__WORK ORDER__:
Every record must appear in the response exactly as given.

__STUDY MATERIAL__:
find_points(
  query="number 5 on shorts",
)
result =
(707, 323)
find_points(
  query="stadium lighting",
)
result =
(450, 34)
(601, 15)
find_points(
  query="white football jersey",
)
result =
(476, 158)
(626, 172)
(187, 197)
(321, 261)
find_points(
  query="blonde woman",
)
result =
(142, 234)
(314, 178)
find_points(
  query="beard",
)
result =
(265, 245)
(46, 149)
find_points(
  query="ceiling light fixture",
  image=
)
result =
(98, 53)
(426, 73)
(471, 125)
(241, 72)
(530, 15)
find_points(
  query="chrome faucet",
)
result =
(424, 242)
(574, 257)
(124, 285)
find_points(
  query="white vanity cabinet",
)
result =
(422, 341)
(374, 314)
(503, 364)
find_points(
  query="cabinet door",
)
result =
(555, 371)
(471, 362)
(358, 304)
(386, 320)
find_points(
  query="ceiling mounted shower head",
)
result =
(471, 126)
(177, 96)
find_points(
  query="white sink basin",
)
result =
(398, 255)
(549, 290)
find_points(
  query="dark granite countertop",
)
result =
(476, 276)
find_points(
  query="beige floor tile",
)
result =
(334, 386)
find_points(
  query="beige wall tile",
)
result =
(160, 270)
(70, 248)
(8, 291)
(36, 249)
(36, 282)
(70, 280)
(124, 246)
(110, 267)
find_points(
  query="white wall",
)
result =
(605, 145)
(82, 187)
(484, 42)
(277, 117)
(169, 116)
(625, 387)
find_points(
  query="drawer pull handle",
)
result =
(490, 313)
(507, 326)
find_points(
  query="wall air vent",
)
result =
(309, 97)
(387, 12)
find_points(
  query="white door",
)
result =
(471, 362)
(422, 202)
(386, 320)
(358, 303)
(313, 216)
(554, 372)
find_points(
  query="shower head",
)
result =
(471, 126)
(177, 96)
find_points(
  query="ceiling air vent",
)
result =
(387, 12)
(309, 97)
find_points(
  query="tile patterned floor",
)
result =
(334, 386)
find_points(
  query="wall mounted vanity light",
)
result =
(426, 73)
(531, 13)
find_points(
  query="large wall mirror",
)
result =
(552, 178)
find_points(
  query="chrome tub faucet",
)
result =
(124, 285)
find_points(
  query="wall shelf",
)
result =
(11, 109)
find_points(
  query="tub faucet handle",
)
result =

__WRITTEN SOLUTION__:
find_points(
  query="number 5 on shorts",
)
result =
(707, 323)
find_points(
  query="stadium lighting",
)
result =
(450, 34)
(601, 15)
find_points(
  query="white football jersey",
)
result =
(476, 158)
(626, 172)
(187, 197)
(321, 261)
find_points(
  query="blonde woman",
)
result =
(142, 234)
(314, 178)
find_points(
  query="beard",
)
result =
(265, 245)
(46, 149)
find_points(
  query="ceiling light fixture",
  image=
)
result =
(98, 53)
(426, 73)
(471, 125)
(241, 72)
(530, 15)
find_points(
  query="chrome faucet",
)
result =
(424, 242)
(574, 257)
(124, 285)
find_points(
  query="white vanity cabinet",
)
result =
(422, 341)
(374, 314)
(503, 364)
find_points(
  query="cabinet door",
)
result =
(555, 371)
(471, 362)
(358, 304)
(386, 320)
find_points(
  query="ceiling mounted shower head",
)
result =
(471, 126)
(177, 96)
find_points(
  query="white sink basin",
)
result =
(398, 255)
(549, 290)
find_points(
  query="dark granite countertop",
)
result =
(476, 276)
find_points(
  query="beige floor tile",
)
result =
(334, 386)
find_points(
  query="beige wall tile",
)
result =
(160, 270)
(70, 248)
(8, 291)
(36, 249)
(36, 282)
(70, 280)
(124, 246)
(110, 267)
find_points(
  query="white wall",
)
result =
(605, 145)
(82, 187)
(484, 42)
(277, 117)
(169, 116)
(625, 387)
find_points(
  query="drawer pull handle",
)
result =
(490, 313)
(507, 326)
find_points(
  query="wall air vent",
)
result =
(309, 97)
(387, 12)
find_points(
  query="white door",
)
result =
(471, 362)
(422, 202)
(386, 320)
(358, 303)
(313, 216)
(554, 372)
find_points(
  query="shower head",
)
result =
(471, 126)
(177, 96)
find_points(
  query="ceiling air vent",
)
result =
(387, 12)
(309, 97)
find_points(
  query="tile patterned floor",
)
result =
(334, 386)
find_points(
  query="wall mounted vanity light",
)
result =
(426, 73)
(531, 13)
find_points(
  query="large wall mirror",
)
result =
(552, 178)
find_points(
  query="chrome tub faucet",
)
result =
(124, 285)
find_points(
  query="wall shelf",
)
result =
(11, 109)
find_points(
  query="tub faucet handle",
)
result =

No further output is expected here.